Task to complete:
Copy every one of the rows below word for word, with nothing changed.

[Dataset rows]
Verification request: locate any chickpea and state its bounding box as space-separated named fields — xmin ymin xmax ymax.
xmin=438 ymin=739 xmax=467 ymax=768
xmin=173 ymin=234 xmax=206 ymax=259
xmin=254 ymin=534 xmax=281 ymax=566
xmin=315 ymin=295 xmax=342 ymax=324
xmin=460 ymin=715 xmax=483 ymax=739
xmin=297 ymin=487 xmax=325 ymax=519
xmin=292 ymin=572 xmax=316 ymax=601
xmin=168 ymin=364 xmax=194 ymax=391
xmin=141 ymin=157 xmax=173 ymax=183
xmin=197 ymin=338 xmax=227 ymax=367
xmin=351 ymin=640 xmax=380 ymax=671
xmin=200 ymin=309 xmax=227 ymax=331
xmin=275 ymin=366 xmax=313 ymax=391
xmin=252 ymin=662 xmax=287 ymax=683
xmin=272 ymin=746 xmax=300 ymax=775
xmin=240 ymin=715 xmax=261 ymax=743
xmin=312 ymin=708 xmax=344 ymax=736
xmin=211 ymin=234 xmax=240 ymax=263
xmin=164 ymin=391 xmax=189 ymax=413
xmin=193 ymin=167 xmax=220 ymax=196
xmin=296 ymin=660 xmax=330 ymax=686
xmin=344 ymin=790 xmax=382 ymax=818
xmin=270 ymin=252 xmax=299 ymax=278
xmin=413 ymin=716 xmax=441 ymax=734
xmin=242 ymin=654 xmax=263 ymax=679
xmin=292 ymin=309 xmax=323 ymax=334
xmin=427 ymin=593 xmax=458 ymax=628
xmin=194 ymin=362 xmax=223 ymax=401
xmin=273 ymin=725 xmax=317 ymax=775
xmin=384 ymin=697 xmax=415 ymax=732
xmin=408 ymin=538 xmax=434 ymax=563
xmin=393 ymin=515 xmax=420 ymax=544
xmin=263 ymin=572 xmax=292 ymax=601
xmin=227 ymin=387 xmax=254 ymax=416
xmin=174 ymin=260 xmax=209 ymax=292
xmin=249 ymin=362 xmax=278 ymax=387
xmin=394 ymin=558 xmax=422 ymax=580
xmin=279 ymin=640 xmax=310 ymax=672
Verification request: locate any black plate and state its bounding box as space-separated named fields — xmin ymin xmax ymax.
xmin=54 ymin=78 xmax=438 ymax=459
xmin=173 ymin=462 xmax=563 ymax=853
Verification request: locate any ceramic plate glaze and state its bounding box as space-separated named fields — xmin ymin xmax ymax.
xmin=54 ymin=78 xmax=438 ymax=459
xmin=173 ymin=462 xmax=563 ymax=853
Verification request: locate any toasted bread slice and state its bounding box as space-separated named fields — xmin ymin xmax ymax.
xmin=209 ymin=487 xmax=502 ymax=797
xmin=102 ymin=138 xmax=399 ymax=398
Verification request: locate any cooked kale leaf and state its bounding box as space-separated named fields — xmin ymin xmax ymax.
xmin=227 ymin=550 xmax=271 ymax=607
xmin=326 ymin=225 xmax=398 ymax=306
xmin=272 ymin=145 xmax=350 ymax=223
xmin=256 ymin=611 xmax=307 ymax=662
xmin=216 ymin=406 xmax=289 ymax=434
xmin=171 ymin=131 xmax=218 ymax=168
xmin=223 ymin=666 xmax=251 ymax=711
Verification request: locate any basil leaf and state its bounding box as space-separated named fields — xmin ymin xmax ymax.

Response below:
Verification request: locate any chickpea and state its bounding box as space-separated named fields — xmin ymin xmax ymax.
xmin=438 ymin=739 xmax=467 ymax=768
xmin=173 ymin=234 xmax=206 ymax=259
xmin=254 ymin=534 xmax=281 ymax=566
xmin=315 ymin=295 xmax=342 ymax=324
xmin=460 ymin=715 xmax=483 ymax=739
xmin=297 ymin=487 xmax=325 ymax=519
xmin=292 ymin=572 xmax=316 ymax=601
xmin=168 ymin=364 xmax=194 ymax=391
xmin=141 ymin=157 xmax=173 ymax=183
xmin=197 ymin=338 xmax=227 ymax=367
xmin=351 ymin=640 xmax=380 ymax=671
xmin=200 ymin=309 xmax=227 ymax=331
xmin=275 ymin=366 xmax=313 ymax=391
xmin=252 ymin=662 xmax=287 ymax=683
xmin=272 ymin=746 xmax=300 ymax=775
xmin=240 ymin=715 xmax=261 ymax=743
xmin=312 ymin=708 xmax=344 ymax=736
xmin=211 ymin=234 xmax=240 ymax=263
xmin=164 ymin=391 xmax=189 ymax=413
xmin=193 ymin=167 xmax=220 ymax=196
xmin=296 ymin=660 xmax=330 ymax=686
xmin=344 ymin=790 xmax=382 ymax=818
xmin=270 ymin=252 xmax=299 ymax=278
xmin=413 ymin=716 xmax=441 ymax=734
xmin=242 ymin=654 xmax=263 ymax=679
xmin=292 ymin=309 xmax=323 ymax=334
xmin=427 ymin=593 xmax=458 ymax=628
xmin=194 ymin=362 xmax=223 ymax=401
xmin=273 ymin=725 xmax=317 ymax=775
xmin=384 ymin=697 xmax=415 ymax=732
xmin=408 ymin=538 xmax=434 ymax=563
xmin=393 ymin=515 xmax=420 ymax=544
xmin=263 ymin=572 xmax=292 ymax=601
xmin=227 ymin=387 xmax=254 ymax=416
xmin=174 ymin=260 xmax=209 ymax=292
xmin=249 ymin=362 xmax=278 ymax=387
xmin=394 ymin=558 xmax=422 ymax=580
xmin=279 ymin=640 xmax=310 ymax=672
Verification request: locate any black plate and state its bounding box as space-separated named fields — xmin ymin xmax ymax.
xmin=54 ymin=78 xmax=438 ymax=459
xmin=173 ymin=462 xmax=563 ymax=853
Verification request: locate any ceramic plate glaze and state its bounding box as space-separated named fields — xmin ymin xmax ymax.
xmin=54 ymin=78 xmax=438 ymax=459
xmin=173 ymin=462 xmax=563 ymax=853
Verification request: locate any toasted bread slice and state its bounding box as space-separated named fields — xmin ymin xmax ymax.
xmin=209 ymin=487 xmax=502 ymax=797
xmin=102 ymin=138 xmax=399 ymax=398
Verification request: locate any cooked kale leaf and state its bounding box as space-separated named fields — xmin ymin xmax ymax.
xmin=227 ymin=550 xmax=271 ymax=607
xmin=326 ymin=225 xmax=398 ymax=306
xmin=272 ymin=145 xmax=350 ymax=223
xmin=256 ymin=611 xmax=307 ymax=662
xmin=216 ymin=406 xmax=289 ymax=434
xmin=171 ymin=131 xmax=218 ymax=168
xmin=223 ymin=666 xmax=251 ymax=711
Verification request: locate any basil leaf and state its bounding box as space-separated named fields — xmin ymin xmax ymax.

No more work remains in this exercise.